— start —

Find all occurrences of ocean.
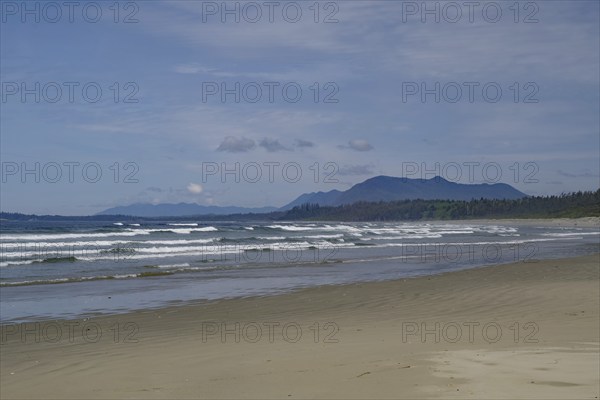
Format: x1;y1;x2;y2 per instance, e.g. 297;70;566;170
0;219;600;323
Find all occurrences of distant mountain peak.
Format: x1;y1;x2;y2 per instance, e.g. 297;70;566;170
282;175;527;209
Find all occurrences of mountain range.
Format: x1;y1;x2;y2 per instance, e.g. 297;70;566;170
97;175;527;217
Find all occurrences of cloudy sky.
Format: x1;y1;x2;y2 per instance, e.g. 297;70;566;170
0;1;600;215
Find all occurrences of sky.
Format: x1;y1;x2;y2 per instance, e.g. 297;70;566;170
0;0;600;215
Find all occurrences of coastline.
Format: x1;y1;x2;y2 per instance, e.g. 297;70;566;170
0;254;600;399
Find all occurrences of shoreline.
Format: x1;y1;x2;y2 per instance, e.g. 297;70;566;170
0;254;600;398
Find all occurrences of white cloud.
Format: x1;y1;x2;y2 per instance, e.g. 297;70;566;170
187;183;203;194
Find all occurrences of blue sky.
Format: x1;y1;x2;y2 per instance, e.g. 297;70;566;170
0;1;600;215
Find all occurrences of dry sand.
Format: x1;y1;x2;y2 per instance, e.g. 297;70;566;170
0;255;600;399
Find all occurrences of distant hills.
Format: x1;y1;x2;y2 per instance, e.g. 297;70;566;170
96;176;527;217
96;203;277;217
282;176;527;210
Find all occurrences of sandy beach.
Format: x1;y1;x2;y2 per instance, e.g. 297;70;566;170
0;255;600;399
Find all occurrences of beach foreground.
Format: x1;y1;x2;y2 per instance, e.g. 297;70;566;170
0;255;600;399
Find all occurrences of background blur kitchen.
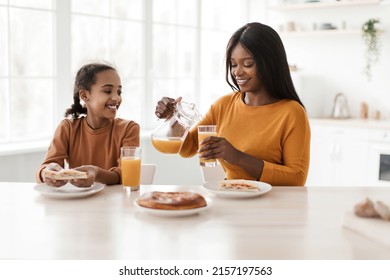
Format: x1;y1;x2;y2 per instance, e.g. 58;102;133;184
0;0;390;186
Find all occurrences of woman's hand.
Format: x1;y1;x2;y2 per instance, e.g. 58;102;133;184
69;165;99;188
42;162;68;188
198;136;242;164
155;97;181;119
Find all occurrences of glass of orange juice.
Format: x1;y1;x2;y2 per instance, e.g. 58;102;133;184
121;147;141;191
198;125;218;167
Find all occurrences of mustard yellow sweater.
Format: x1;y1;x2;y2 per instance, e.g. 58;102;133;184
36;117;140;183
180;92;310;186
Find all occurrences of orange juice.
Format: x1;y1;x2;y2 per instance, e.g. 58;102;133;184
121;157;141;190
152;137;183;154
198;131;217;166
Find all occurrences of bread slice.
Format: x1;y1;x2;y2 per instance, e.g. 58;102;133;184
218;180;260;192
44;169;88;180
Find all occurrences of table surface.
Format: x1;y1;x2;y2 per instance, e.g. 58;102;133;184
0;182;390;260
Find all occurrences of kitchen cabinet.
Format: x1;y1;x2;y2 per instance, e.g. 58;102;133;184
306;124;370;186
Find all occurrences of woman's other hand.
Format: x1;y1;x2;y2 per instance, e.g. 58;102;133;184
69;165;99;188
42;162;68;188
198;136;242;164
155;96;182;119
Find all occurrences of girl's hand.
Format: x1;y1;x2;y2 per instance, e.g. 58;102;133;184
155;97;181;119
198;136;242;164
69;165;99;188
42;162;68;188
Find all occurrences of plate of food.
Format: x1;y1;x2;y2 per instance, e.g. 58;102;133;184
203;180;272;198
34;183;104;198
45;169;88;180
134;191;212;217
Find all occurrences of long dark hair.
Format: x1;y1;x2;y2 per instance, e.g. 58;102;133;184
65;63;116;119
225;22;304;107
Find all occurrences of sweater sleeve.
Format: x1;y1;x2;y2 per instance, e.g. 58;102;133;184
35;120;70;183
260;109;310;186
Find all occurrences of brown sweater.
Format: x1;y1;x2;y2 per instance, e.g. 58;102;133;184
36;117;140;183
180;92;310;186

— end —

→ WHAT THE TASK ASKS
Render every line of the material above as a JSON list of strings, one string per line, omitting blank lines and the picture placeholders.

→ RIGHT ANSWER
[
  "Find all occurrences of ocean.",
  "Format: x1;y1;x2;y2 per instance, e.g. 297;70;566;170",
  "0;219;600;323",
  "Find all occurrences of distant mountain peak.",
  "Format: x1;y1;x2;y2 per instance, e.g. 297;70;566;170",
  "282;175;527;209",
  "Find all occurrences of mountain range.",
  "Format: x1;y1;x2;y2 per instance, e.g. 297;70;566;170",
  "97;175;527;217",
  "Find all occurrences of cloudy sky.",
  "Format: x1;y1;x2;y2 per instance, e.g. 297;70;566;170",
  "0;1;600;215",
  "Find all occurrences of sky.",
  "Format: x1;y1;x2;y2 per instance, e.g. 297;70;566;170",
  "0;0;600;215",
  "Find all occurrences of coastline.",
  "Format: x1;y1;x2;y2 per instance, e.g. 297;70;566;170",
  "0;254;600;399",
  "Find all occurrences of shoreline.",
  "Format: x1;y1;x2;y2 per instance, e.g. 297;70;566;170",
  "0;254;600;398",
  "Find all occurrences of white cloud.",
  "Format: x1;y1;x2;y2 per instance, e.g. 297;70;566;170",
  "187;183;203;194",
  "Find all occurrences of blue sky.",
  "Format: x1;y1;x2;y2 per instance, e.g. 297;70;566;170",
  "0;1;600;215",
  "Find all occurrences of dry sand.",
  "Format: x1;y1;x2;y2 per instance, e.g. 297;70;566;170",
  "0;255;600;399",
  "Find all occurrences of distant hills.",
  "Format: x1;y1;x2;y2 per instance, e.g. 297;70;566;170",
  "96;176;527;217",
  "96;203;277;217",
  "282;176;527;210",
  "Find all occurrences of sandy beach.",
  "Format: x1;y1;x2;y2 per instance, e.g. 297;70;566;170",
  "0;255;600;399",
  "Find all occurrences of beach foreground.",
  "Format: x1;y1;x2;y2 per instance, e.g. 297;70;566;170",
  "0;255;600;399",
  "Find all occurrences of background blur kitchen.",
  "Format: x1;y1;x2;y2 per instance, e.g. 58;102;133;184",
  "0;0;390;186",
  "Find all occurrences of woman's hand.",
  "Format: x1;y1;x2;y2 per instance, e.g. 58;102;133;184",
  "69;165;99;188",
  "42;162;68;188",
  "198;136;242;164",
  "155;97;181;119",
  "Find all occurrences of glass of orange juice.",
  "Format: x1;y1;x2;y2 per instance, e.g. 58;102;133;184",
  "121;147;141;191",
  "198;125;218;167",
  "Find all occurrences of mustard yellow sweater.",
  "Format: x1;y1;x2;y2 per instance, e.g. 58;102;133;184",
  "36;117;140;183",
  "180;92;310;186",
  "Find all occurrences of orange juice.",
  "Format: x1;y1;x2;y2 per instance, e.g. 58;102;133;184",
  "121;157;141;190",
  "152;137;183;154",
  "198;131;217;166",
  "Find all occurrences of bread slice.",
  "Format: x1;y1;x2;y2 per instance, e.g. 58;102;133;184",
  "218;180;260;192",
  "44;169;88;180",
  "Find all occurrences of table surface.",
  "Format: x1;y1;x2;y2 per instance, e.g. 58;102;133;184",
  "0;182;390;260",
  "Find all occurrences of kitchen cabinet.",
  "Format: x1;y1;x2;y2 per instance, e.g. 58;102;133;184",
  "306;124;370;186",
  "Find all occurrences of woman's other hand.",
  "Format: x1;y1;x2;y2 per instance, e.g. 58;102;133;184",
  "69;165;99;188",
  "42;162;68;188",
  "198;136;242;164",
  "155;96;182;119",
  "Find all occurrences of girl's hand.",
  "Format: x1;y1;x2;y2 per instance, e.g. 58;102;133;184",
  "155;97;181;119",
  "198;136;242;164",
  "69;165;99;188",
  "42;162;68;188",
  "Find all occurrences of plate of food.",
  "Format: x1;y1;x2;y2 per instance, e.g. 58;102;133;184",
  "203;180;272;198",
  "34;183;104;198",
  "45;169;88;180",
  "134;191;212;217",
  "Find all occurrences of long dark hair.",
  "Format: x1;y1;x2;y2 per instance, e.g. 58;102;133;184",
  "65;63;116;119",
  "225;22;304;107",
  "Find all occurrences of sweater sleeve.",
  "Format: x1;y1;x2;y2 per instance, e.g. 58;102;133;184",
  "35;120;70;183",
  "260;109;310;186",
  "Find all occurrences of brown sweater.",
  "Format: x1;y1;x2;y2 per instance, e.g. 58;102;133;184",
  "36;117;140;183",
  "180;92;310;186"
]